• **Passage shown**:
Personal Footcare Guidance

The overall aim of the personal footcare guidance is to improve the way in which personal footcare is supported and delivered through the implementation of good practice guidance.

2: Understanding Personal Footcare

The challenge publicly funded services face is to make sure they deliver safe, effective and person centred care. This is underpinned by best value, supporting empowerment and enablement for people where this is appropriate.

What is Personal Footcare?

The Scottish definition for personal footcare agreed by the national working group has been adapted from the version proposed by the Department of Health.[1]

Personal footcare is part of a personal hygiene routine for feet and covers a set of tasks that an adult, whatever their age, would normally do for themselves if they are able to. The specific tasks are detailed in Table 1 below;

Toenail care

Clipping and filing toenails safely and keeping them at a length which feels comfortable

Skin care

Smoothing and moisturising dry and rough skin

Keeping feet clean, dry, comfortable and warm

Checking for cracks and breaks in the skin

Looking for signs of infection or other obvious early problems and seeking professional advice

Checking footwear

Checking footwear for comfort, fit, state of repair and safety

The broad function of podiatry services is documented by the Society of Chiropodists and Podiatrists as illustrated at Figure 1.[2], [3]

Figure 1

Figure 1

NHS Podiatry Service Provision

NHS podiatry services in Scotland target public resources appropriately to meet the increasing demands and needs of people with a clinical or medical need for podiatry care. Through utilising a competent and skilled workforce and providing seamless care in core and specialist practice, NHS Podiatry can provide a safe, effective and person centred service that includes:

  • Supporting, helping and encouraging individuals and their carers to self care where this is possible
  • Providing education to non podiatry providers across all care sectors to help them to confidently undertake personal footcare for those individuals who require support with this
  • Undertaking individual assessment and diagnosis of conditions of the lower limb and foot; and subsequently providing education and clinical treatment supported by sound clinical decision making skills.

• **Exercise data**:
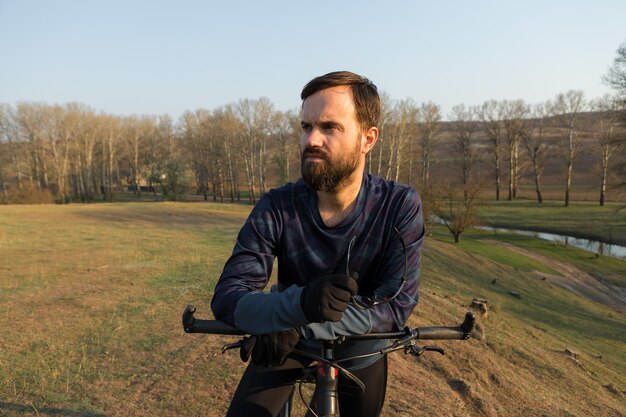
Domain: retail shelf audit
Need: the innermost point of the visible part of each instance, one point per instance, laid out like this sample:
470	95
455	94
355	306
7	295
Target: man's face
331	141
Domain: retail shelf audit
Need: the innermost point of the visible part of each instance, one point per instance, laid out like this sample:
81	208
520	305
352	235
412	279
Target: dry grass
91	296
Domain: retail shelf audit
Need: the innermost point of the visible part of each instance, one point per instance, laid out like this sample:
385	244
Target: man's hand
326	299
269	349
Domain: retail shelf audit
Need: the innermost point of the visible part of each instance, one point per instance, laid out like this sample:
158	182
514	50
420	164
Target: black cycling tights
262	392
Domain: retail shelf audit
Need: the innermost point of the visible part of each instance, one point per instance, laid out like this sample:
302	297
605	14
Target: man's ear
369	139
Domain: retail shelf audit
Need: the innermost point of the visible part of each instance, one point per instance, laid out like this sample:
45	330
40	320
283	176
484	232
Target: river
594	246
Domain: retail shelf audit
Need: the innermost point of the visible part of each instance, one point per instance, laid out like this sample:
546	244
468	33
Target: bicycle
327	369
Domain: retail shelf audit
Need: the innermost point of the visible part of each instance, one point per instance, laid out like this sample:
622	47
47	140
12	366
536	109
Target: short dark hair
364	94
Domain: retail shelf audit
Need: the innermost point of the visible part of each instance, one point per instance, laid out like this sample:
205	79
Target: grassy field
91	297
581	219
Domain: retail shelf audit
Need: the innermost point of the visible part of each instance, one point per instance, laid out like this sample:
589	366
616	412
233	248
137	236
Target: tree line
71	152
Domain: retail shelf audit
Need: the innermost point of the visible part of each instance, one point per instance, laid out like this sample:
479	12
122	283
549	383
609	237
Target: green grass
580	219
91	297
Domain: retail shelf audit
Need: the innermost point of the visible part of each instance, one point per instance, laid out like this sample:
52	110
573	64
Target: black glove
326	298
269	349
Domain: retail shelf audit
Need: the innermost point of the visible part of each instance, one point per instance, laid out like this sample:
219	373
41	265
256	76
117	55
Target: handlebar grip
441	333
462	332
213	327
193	325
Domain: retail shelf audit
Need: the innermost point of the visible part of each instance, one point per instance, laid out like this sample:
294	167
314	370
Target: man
338	233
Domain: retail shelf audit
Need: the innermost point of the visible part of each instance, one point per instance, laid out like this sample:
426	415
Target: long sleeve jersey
286	224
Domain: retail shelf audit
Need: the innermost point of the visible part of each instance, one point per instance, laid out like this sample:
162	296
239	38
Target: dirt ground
576	280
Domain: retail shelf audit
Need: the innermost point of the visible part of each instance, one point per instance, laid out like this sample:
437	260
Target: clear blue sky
165	57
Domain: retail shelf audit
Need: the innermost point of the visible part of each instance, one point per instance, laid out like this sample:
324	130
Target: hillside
91	297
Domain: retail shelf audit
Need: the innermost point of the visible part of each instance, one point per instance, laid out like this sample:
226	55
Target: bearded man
348	246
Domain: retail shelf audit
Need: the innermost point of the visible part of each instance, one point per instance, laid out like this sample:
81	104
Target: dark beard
328	175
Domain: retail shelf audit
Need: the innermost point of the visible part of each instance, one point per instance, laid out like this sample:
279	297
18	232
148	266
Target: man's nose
312	138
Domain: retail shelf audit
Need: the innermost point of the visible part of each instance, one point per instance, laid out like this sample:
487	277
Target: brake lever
418	350
230	346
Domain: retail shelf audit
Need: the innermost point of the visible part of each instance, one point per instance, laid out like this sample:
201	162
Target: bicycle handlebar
461	332
193	325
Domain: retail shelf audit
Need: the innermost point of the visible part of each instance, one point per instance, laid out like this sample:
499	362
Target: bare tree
492	115
458	209
567	109
536	143
286	128
464	127
400	131
515	125
607	137
429	116
616	75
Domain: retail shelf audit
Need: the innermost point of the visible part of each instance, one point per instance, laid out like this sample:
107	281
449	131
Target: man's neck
334	207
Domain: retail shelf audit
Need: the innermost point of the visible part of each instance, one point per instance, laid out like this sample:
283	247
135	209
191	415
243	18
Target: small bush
29	195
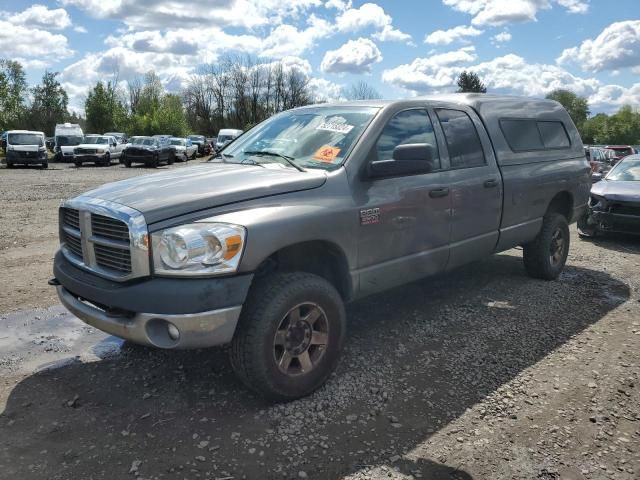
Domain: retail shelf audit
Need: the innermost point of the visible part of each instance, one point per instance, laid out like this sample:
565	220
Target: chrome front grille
109	228
110	241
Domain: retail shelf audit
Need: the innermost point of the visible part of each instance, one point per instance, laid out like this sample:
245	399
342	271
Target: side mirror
408	159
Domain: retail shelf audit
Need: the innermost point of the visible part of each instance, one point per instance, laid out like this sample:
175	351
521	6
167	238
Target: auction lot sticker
327	153
335	127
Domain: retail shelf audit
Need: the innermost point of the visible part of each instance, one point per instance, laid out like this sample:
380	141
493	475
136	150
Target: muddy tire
290	335
545	257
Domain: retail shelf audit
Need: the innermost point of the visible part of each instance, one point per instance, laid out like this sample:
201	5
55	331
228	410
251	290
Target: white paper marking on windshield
335	127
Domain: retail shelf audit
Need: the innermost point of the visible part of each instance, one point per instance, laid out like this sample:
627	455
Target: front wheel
546	256
290	335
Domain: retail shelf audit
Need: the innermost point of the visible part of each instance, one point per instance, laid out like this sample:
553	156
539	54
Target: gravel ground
481	373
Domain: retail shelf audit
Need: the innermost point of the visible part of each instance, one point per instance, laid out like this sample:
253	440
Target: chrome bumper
196	330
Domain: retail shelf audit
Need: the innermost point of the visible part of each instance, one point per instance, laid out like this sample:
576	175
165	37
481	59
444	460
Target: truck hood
177	192
617	190
25	148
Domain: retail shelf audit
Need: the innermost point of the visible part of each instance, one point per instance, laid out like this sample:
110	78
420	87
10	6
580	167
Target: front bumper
614	222
196	330
204	311
88	157
30	160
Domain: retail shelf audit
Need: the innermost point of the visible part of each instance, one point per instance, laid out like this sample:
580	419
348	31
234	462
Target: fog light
174	333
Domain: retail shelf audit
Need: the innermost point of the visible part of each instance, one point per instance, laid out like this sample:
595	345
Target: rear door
405	220
475	184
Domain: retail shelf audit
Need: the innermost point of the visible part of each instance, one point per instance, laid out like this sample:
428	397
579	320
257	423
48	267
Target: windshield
25	139
319	137
69	140
627	170
95	140
622	151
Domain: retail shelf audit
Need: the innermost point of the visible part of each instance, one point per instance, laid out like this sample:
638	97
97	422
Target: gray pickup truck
313	208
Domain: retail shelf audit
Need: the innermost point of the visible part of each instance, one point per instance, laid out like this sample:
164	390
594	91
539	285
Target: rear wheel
546	256
290	335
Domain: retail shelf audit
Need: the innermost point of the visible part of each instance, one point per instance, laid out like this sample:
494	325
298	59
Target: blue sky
401	47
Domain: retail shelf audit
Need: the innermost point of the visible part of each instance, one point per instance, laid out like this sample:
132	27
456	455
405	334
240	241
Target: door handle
439	192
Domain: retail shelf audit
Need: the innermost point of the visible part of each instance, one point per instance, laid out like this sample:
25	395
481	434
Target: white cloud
424	74
507	74
41	45
355	56
501	37
370	15
575	6
326	90
195	13
39	16
445	37
617	46
501	12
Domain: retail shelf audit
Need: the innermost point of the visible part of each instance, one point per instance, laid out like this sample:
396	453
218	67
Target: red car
621	151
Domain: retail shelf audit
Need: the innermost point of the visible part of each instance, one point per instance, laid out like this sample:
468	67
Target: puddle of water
41	339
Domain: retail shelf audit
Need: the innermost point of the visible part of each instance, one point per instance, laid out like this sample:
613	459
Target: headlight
198	249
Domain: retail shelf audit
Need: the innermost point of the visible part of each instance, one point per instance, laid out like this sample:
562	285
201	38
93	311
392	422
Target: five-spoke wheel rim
557	247
301	339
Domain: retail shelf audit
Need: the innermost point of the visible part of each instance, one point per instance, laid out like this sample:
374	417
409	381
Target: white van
67	137
225	136
27	148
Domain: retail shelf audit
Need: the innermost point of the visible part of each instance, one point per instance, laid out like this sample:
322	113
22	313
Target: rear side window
463	142
407	127
553	135
526	135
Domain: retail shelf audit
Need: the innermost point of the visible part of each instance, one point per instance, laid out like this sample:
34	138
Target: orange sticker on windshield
327	153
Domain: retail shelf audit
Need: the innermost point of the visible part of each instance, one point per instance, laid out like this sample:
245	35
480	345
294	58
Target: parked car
26	147
97	149
151	151
120	137
203	147
67	137
317	206
620	151
183	149
225	136
614	205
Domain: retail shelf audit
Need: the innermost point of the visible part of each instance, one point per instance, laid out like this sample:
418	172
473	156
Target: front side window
408	127
463	142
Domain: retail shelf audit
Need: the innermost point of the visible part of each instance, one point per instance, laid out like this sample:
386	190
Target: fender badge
369	216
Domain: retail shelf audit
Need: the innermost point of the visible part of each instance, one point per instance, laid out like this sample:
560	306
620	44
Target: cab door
475	184
405	220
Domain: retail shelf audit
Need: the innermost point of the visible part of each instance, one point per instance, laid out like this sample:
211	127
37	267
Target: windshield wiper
267	153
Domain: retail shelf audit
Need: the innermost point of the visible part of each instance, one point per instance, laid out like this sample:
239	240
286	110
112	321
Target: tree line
235	92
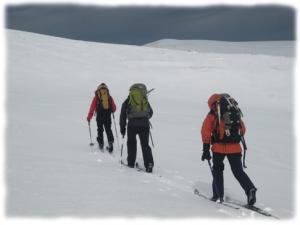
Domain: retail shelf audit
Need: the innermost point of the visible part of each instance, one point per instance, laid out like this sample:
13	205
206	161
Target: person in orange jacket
220	150
104	106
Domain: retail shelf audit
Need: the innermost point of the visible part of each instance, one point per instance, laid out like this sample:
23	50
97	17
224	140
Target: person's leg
131	146
109	134
239	173
146	149
100	132
218	180
108	130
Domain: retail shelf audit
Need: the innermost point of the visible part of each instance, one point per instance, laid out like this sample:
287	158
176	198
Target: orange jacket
225	148
94	104
207	129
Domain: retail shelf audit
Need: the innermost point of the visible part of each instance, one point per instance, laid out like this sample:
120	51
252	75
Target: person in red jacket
104	106
220	150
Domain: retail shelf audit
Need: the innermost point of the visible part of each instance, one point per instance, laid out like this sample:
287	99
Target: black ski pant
237	170
143	133
104	122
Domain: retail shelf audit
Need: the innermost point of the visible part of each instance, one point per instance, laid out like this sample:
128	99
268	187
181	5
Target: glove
123	131
206	152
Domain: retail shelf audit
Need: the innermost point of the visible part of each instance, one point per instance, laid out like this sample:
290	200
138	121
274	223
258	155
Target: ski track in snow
171	181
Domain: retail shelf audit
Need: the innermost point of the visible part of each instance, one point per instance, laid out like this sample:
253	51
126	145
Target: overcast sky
141	25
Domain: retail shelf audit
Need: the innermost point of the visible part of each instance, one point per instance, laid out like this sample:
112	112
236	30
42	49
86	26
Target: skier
225	142
104	105
138	111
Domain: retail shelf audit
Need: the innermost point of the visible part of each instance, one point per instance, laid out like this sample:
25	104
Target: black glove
206	152
123	131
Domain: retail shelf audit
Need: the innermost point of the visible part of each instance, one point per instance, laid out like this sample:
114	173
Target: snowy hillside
276	48
52	171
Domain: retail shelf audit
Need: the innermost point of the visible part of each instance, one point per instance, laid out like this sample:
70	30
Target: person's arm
123	117
92	109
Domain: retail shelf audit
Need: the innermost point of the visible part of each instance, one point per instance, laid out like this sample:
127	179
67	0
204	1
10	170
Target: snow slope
51	171
276	48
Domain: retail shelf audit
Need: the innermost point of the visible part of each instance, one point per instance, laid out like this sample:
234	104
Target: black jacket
135	122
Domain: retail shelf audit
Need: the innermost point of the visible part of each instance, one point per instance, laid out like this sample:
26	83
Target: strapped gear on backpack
228	123
138	102
103	100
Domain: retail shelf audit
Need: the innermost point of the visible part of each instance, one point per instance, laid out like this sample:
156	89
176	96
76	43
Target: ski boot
110	147
217	199
149	168
251	196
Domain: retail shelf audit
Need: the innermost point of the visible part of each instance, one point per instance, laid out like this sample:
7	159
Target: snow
51	171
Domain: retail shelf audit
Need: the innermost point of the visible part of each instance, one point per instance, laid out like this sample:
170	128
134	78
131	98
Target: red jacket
94	104
207	129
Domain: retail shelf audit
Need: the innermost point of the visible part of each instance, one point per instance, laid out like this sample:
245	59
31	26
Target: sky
140	25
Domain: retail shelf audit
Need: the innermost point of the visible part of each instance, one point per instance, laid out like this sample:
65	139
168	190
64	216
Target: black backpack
228	124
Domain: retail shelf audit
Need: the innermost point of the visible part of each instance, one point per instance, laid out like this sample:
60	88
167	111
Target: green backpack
138	102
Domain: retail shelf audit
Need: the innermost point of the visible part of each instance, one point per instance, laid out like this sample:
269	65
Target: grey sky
141	25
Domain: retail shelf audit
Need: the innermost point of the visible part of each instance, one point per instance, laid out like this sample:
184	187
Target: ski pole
121	150
245	149
116	131
214	180
91	144
151	138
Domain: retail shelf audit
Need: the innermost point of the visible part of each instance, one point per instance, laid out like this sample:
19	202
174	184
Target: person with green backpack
137	110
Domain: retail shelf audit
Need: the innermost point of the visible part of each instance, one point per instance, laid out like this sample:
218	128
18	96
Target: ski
252	208
198	193
142	169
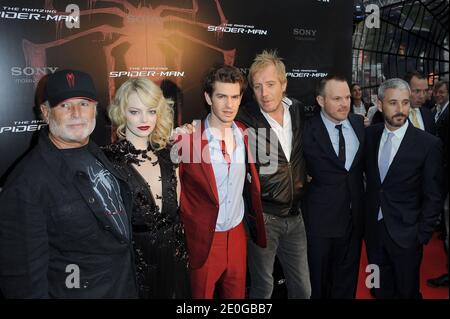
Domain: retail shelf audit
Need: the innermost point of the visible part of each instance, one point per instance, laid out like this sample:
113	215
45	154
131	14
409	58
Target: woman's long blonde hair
150	95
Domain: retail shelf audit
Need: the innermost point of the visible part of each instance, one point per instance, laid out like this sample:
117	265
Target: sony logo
305	32
30	71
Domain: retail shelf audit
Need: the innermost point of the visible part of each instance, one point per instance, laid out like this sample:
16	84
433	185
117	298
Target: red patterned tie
225	154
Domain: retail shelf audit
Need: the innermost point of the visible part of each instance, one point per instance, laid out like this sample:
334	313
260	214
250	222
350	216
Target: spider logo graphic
147	36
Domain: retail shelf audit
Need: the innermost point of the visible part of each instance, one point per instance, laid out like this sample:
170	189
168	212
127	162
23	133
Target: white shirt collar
399	133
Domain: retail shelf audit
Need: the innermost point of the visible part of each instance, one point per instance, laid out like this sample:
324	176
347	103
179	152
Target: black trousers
334	265
399	267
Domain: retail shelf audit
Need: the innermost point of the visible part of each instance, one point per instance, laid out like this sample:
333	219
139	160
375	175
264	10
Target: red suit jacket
199	200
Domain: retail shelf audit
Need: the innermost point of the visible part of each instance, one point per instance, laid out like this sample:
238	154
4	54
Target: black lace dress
158	236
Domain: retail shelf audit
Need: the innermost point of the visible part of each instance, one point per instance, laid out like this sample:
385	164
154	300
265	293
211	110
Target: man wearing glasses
64	219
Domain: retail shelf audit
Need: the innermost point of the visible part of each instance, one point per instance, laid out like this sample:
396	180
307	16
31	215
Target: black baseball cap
66	84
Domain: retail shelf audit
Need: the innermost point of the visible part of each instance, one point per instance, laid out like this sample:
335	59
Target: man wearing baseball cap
64	218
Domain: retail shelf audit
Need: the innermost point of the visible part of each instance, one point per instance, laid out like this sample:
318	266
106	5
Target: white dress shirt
396	141
284	132
351	140
419	117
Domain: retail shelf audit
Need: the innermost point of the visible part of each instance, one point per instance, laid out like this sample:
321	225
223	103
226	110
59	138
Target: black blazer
428	120
49	219
410	195
334	194
427	117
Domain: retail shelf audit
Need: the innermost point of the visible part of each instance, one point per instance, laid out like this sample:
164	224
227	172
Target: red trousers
224	269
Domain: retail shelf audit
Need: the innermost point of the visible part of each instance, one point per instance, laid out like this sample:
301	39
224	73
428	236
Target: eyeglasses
417	91
70	105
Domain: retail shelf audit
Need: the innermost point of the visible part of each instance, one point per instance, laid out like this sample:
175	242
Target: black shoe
441	281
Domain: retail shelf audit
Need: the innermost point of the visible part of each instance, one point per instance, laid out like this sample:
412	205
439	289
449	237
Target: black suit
427	117
334	211
50	218
410	199
428	120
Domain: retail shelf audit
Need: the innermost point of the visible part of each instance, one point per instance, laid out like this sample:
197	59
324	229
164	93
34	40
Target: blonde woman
143	119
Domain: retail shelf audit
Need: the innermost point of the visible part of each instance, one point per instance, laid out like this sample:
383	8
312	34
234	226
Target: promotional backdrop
172	42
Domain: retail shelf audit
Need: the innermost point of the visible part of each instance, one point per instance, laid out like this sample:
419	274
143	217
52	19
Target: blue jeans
286	238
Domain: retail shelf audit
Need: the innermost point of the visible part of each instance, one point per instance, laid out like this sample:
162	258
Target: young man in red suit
219	190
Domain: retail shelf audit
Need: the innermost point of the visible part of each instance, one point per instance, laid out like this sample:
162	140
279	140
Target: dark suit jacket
427	117
333	189
199	200
442	133
428	120
410	195
49	219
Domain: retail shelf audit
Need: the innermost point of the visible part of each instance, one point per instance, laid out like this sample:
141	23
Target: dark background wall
173	42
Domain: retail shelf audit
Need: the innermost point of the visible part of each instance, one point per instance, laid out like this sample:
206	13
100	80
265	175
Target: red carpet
434	264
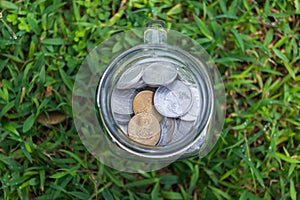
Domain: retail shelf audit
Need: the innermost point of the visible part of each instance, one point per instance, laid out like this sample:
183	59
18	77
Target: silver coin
183	129
194	112
130	77
197	145
168	128
121	101
173	100
159	73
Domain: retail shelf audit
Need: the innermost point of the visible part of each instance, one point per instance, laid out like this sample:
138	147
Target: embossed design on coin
121	101
131	78
143	102
122	118
173	100
160	73
194	112
144	128
168	128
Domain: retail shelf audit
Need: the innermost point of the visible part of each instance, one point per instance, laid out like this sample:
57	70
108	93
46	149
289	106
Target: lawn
254	44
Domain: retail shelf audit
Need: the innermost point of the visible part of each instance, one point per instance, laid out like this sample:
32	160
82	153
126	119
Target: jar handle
155	32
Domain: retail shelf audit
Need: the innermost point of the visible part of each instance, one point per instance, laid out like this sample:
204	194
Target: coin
182	130
173	100
198	144
131	77
144	128
168	127
121	101
122	118
143	102
194	112
159	73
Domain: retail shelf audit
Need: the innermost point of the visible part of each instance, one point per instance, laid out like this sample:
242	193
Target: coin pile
154	104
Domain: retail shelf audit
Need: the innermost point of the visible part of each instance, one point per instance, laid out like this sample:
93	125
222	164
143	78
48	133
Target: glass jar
188	99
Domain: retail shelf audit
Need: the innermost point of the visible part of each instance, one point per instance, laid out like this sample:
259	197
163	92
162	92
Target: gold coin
144	128
53	117
143	102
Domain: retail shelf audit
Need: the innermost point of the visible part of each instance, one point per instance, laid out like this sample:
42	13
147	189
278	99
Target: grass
255	45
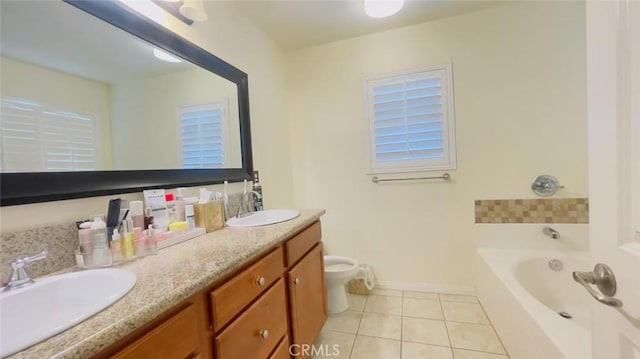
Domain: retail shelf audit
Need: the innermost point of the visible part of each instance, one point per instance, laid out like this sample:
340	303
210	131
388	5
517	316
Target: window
204	144
38	138
411	124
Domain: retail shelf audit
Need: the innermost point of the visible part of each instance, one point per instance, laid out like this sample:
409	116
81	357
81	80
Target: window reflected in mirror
79	94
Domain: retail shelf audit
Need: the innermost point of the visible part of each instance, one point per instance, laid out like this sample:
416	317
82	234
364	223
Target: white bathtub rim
503	264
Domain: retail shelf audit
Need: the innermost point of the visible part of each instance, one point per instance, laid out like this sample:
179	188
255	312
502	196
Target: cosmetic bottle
152	239
139	241
128	250
116	246
257	188
171	208
148	217
101	252
155	199
137	214
190	217
85	239
180	204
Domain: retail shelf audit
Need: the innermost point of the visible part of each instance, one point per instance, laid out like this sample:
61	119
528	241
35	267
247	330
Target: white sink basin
263	218
53	304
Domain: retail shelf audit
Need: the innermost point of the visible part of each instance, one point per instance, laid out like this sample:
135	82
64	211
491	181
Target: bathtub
523	297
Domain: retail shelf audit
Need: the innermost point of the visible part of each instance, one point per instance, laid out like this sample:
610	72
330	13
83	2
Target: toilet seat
337	272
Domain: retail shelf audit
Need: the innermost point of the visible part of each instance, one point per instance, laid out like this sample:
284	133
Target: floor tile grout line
353	345
377	337
480	351
446	327
430	344
494	329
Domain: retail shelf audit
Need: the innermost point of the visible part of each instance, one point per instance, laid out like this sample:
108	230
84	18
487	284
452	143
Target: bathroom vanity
234	293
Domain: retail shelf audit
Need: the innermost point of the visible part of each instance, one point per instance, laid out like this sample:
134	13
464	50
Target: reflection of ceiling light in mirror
382	8
194	10
148	9
164	56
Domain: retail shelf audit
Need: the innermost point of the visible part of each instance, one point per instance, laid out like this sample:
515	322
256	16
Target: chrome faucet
245	204
548	231
20	278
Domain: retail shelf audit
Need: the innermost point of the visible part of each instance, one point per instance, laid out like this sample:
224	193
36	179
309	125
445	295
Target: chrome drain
565	315
556	265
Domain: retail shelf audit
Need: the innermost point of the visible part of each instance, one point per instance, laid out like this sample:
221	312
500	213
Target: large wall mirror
98	100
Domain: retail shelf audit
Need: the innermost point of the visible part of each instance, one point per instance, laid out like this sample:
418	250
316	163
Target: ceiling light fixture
164	56
194	10
382	8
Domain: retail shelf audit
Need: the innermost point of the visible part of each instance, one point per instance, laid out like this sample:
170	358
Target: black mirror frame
35	187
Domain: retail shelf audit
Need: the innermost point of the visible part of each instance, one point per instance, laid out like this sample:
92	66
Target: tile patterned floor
392	324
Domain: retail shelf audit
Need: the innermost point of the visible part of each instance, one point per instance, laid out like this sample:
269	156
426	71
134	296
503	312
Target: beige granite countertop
164	280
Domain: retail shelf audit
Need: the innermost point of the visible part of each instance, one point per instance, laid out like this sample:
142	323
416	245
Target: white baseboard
427	287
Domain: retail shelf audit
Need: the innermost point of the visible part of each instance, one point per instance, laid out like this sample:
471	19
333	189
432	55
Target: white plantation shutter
411	121
203	141
36	138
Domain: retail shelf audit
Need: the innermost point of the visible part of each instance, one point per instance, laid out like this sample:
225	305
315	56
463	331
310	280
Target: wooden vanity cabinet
306	287
307	301
258	312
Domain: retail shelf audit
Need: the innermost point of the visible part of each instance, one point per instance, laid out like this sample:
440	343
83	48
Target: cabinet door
175	338
307	298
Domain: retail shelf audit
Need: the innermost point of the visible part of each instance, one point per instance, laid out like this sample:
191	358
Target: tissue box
209	216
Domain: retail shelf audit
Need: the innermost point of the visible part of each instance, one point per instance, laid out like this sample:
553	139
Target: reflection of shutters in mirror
38	138
203	140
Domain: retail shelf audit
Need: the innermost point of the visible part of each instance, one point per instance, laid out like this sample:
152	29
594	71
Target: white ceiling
296	24
56	35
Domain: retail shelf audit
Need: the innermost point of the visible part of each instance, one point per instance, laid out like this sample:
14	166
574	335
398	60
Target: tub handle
601	276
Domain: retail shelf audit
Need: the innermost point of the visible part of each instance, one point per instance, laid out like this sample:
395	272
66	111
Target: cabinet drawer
175	338
258	330
229	299
282	351
302	243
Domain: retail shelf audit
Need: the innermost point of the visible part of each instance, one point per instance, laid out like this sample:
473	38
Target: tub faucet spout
548	231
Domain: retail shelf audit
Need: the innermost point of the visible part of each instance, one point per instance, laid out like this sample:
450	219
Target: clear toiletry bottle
152	240
257	188
180	204
128	250
148	217
116	246
171	207
190	217
101	251
140	242
137	213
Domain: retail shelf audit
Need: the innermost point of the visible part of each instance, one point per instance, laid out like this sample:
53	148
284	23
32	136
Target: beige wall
237	41
519	87
63	91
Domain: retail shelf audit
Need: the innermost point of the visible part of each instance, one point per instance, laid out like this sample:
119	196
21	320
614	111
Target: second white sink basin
56	303
263	218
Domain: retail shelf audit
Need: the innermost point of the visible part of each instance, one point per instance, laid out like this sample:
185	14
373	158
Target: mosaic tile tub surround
539	210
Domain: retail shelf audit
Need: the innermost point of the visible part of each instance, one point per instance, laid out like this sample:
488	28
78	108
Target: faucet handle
20	278
20	262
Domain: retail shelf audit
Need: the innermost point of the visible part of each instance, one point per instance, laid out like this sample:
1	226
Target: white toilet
337	272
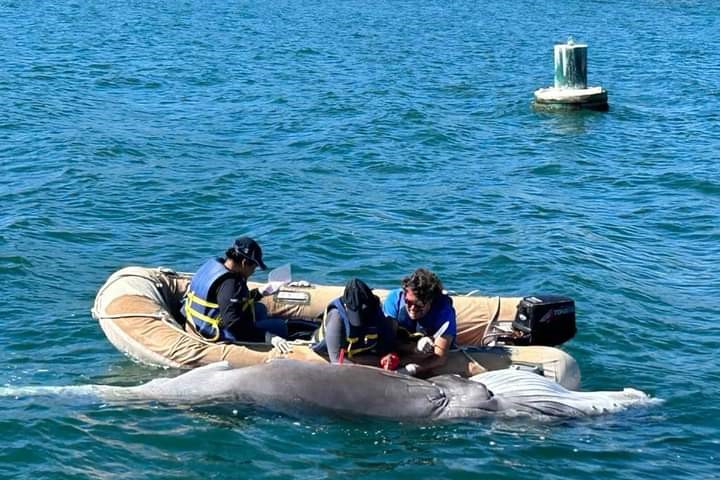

• **Exercise brief**: What four things does the footcare guidance say footwear should be checked for? The material plays no part in what comes next.

• **Your solution**: Comfort, fit, state of repair and safety.